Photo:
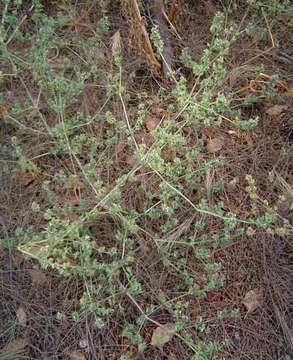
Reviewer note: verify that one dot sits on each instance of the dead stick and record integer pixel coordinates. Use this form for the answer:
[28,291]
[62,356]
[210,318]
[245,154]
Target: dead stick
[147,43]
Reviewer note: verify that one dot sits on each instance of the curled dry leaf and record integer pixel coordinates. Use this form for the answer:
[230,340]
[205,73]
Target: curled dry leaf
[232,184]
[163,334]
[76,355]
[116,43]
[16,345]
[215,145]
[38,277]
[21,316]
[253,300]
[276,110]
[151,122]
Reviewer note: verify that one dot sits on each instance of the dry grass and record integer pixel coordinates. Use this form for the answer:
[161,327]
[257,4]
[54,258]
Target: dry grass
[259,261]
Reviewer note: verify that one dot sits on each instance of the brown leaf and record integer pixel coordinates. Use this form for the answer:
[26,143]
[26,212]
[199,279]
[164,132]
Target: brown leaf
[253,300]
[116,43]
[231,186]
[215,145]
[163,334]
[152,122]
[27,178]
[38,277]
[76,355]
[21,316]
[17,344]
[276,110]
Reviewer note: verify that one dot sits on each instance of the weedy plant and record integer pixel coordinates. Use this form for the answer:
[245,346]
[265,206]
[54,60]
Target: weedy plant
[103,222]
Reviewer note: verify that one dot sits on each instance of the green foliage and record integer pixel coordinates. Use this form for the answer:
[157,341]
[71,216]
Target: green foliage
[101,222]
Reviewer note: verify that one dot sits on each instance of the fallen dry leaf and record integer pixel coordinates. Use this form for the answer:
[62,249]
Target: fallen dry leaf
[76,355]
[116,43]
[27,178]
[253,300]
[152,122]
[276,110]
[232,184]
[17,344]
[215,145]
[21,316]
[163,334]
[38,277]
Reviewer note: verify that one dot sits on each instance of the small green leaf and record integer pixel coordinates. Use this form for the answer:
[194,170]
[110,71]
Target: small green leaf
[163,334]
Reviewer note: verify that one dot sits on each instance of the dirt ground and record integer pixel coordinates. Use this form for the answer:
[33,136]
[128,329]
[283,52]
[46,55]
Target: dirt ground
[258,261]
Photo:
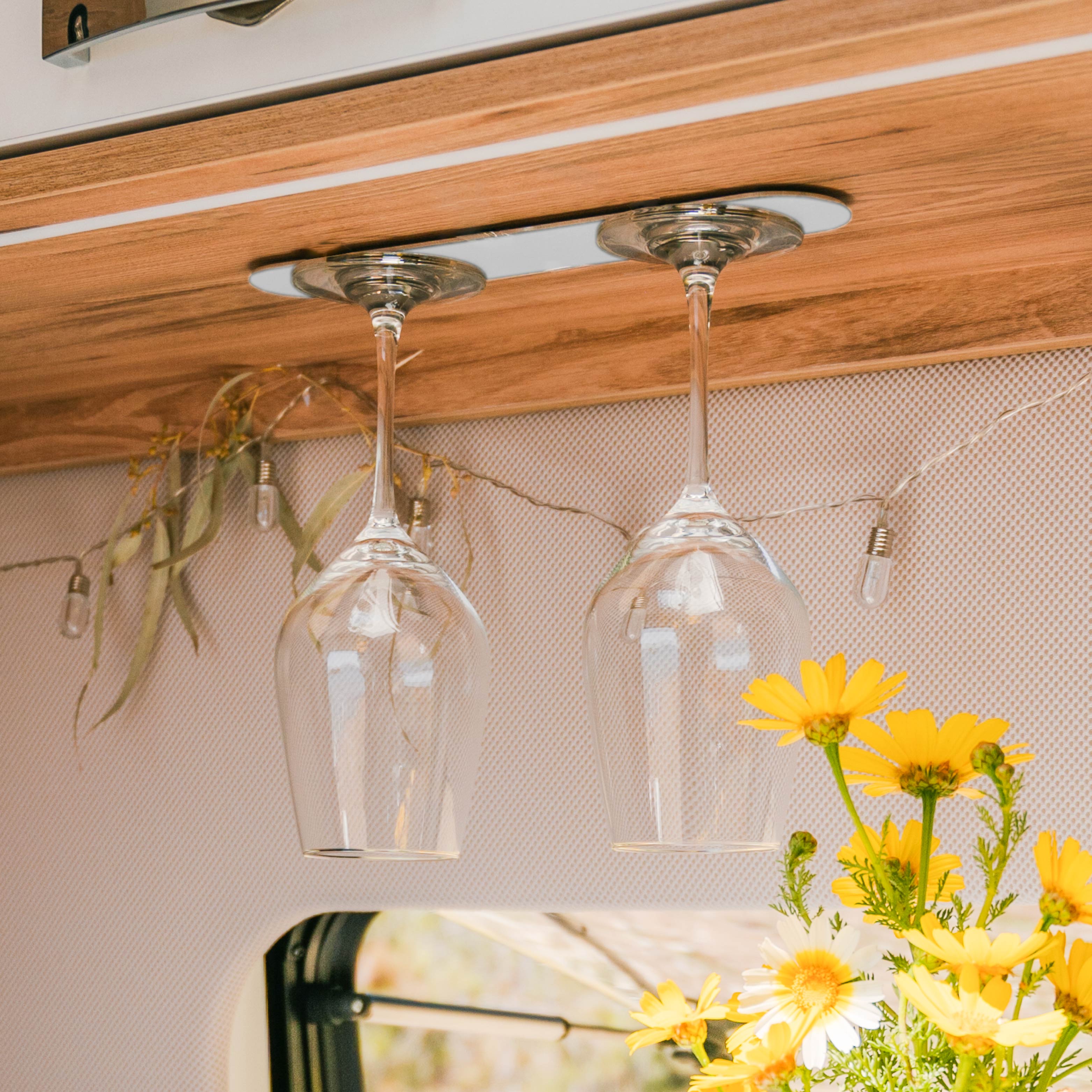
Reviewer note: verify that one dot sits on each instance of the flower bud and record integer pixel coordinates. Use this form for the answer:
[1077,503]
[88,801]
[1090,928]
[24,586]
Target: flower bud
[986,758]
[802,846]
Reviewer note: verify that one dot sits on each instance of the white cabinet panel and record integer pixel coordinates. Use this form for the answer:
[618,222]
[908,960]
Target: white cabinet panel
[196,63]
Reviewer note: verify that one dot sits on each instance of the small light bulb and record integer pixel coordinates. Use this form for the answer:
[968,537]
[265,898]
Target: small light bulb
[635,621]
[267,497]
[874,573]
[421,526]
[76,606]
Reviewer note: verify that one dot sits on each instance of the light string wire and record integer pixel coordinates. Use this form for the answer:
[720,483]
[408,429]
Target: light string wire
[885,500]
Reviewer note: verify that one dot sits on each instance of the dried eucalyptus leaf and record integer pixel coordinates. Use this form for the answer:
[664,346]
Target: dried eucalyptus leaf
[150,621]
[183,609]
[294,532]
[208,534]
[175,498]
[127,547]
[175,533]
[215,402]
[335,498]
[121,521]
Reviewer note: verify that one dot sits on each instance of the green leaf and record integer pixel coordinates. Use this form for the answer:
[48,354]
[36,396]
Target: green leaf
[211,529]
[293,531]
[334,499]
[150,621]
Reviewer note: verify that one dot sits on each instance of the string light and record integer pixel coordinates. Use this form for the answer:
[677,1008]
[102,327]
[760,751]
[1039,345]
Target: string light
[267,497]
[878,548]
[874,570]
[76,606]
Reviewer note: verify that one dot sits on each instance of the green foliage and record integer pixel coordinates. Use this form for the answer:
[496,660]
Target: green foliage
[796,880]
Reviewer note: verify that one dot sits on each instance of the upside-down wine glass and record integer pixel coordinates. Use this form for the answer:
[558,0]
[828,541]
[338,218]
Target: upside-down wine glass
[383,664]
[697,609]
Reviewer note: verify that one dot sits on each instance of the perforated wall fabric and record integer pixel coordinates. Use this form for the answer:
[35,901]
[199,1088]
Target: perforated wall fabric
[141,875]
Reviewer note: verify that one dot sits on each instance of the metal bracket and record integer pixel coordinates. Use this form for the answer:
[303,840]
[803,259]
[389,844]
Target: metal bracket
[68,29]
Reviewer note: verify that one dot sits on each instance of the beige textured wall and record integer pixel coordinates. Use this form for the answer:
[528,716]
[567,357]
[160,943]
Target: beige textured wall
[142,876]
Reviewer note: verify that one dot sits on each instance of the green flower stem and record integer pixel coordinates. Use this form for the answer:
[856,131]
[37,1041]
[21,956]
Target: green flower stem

□ □ □ □

No pictures belong in the copy. Repeat the entries exactly.

§ Problem solution:
Photo:
Reviewer note: verify that one dot sits on each instance of the dead stick and record integer pixel coordinates. Use this form for the answer:
[28,291]
[62,356]
[210,318]
[245,154]
Target: dead stick
[147,43]
Reviewer note: verify that one dot sits on each instance of the curled dry leaf and record integer pixel coordinates. Use this form for the answer:
[230,340]
[205,73]
Target: curled dry leaf
[232,184]
[163,334]
[76,355]
[116,43]
[16,345]
[215,145]
[38,277]
[21,316]
[253,300]
[276,110]
[151,122]
Reviewer note: verify that one dot sits on each instance of the dry grass and record integer pixel coordinates. Use this form for the answer:
[161,327]
[257,4]
[54,258]
Target: dry grass
[259,261]
Reviewer note: verify that one dot sits on each instance of the brown leaf and record integer pixel coordinates. Use this form for the answer:
[26,143]
[26,212]
[199,279]
[164,132]
Target: brown leaf
[253,300]
[116,43]
[231,186]
[215,145]
[163,334]
[152,122]
[27,178]
[38,277]
[76,355]
[21,316]
[17,344]
[276,110]
Reviewer note: verify that one dot sits on each instance of the weedy plant and record integer pixel coordinates. Use this form for the answer:
[245,346]
[265,206]
[54,60]
Target: weedy plant
[103,222]
Reviewer note: verify that one dot sits on each instance of the green foliage and record integer pixel coordinates. Use this form for the answer:
[157,341]
[71,216]
Target: green foliage
[101,222]
Reviewer note: verify that one dot sits on each instance of the fallen dry leaf and record integer pixel coordinates. Use this form for the answer:
[62,249]
Target: fallen dry leaf
[76,355]
[116,43]
[27,178]
[253,300]
[152,122]
[276,110]
[232,184]
[17,344]
[215,145]
[21,316]
[163,334]
[38,277]
Reviewer note: verify that one dot sits on each instance of the small green leaf and record integer pixel coordinates. Use this form for the answer:
[194,170]
[110,71]
Target: small green leaf
[163,334]
Reviewer note: verify that one dot sits on each instance of the dirt ground and record integer pixel coordinates. Use this form for the answer:
[33,136]
[128,329]
[283,52]
[46,55]
Target: dirt ground
[258,261]
Photo:
Reviewer note: verify that one dot sits on each instance of the flower bud and record integer pixel coordinates. Use this form for the answer:
[1077,503]
[88,801]
[1090,928]
[24,586]
Target: flower bud
[986,758]
[802,846]
Reviewer note: verify that one dot sits on each instance of the white cabinet panel and record integer pixel coordinates. Use this form for the answer:
[618,222]
[908,960]
Target: white cabinet panel
[196,63]
Reviewer note: verify that one dot sits on each instance of the small light bulb and record integer pixel coordinates. Use this form for the answer:
[968,537]
[265,898]
Target: small light bulb
[635,621]
[267,497]
[874,573]
[421,526]
[76,606]
Reviewer note: verify that one dot sits on each instance of the light string wire and record integer pixel coordinates. Use this form for the answer:
[720,483]
[408,429]
Target: light string wire
[885,500]
Reviewer note: verify that one dot sits on each instance of the dried eucalyptus leaf and record integer pixel coordinates. Use this form for the answer:
[664,346]
Target: dried eucalyptus leaf
[150,621]
[183,609]
[294,532]
[208,534]
[175,498]
[127,547]
[175,533]
[215,402]
[335,498]
[121,521]
Reviewer note: verify that one dot sits on each instance of the green leaf and record integer pixel coordinates. Use this form for the answer:
[48,354]
[36,396]
Target: green leaf
[211,529]
[293,531]
[334,499]
[150,621]
Reviewer note: verify that one dot sits on each instance of the string light and record integer pixel coordinates. Use this form for the answer:
[677,1008]
[102,327]
[760,751]
[1039,345]
Target: string light
[267,497]
[878,548]
[874,570]
[76,606]
Reviewer note: verify that one dot sits on each instance of the green foliage and record integer pixel coordinates. Use this form for the answer:
[496,660]
Target: green foliage
[796,880]
Reviewer note: verify that one dot sits on each instance of the upside-down wine glass and record integer pixel coordinates. Use this form for the answer:
[558,0]
[828,541]
[338,218]
Target: upside-down wine glass
[383,664]
[697,609]
Reviewer note: verify that one dot sits on each instance of the perforated wall fabric and record integer pixel coordinates. Use this form for the answer:
[35,901]
[199,1088]
Target: perforated wall fabric
[141,875]
Reviewer note: verify that one dot sits on each instance of the metal bracket and record integer pixel coordinates. Use this form for the answer:
[303,840]
[803,259]
[389,844]
Target: metal bracket
[68,29]
Reviewer note: verify that one dot sits on each instance of the beige textured wall and record integer pixel coordinates. Use this form for the answer:
[528,716]
[567,357]
[160,943]
Target: beige textured wall
[142,876]
Reviewer note: verify that one dot sits on each instance of the green flower stem and record integer pixel coordinates. Use this form for the answer:
[856,131]
[37,1041]
[21,956]
Target: green flower stem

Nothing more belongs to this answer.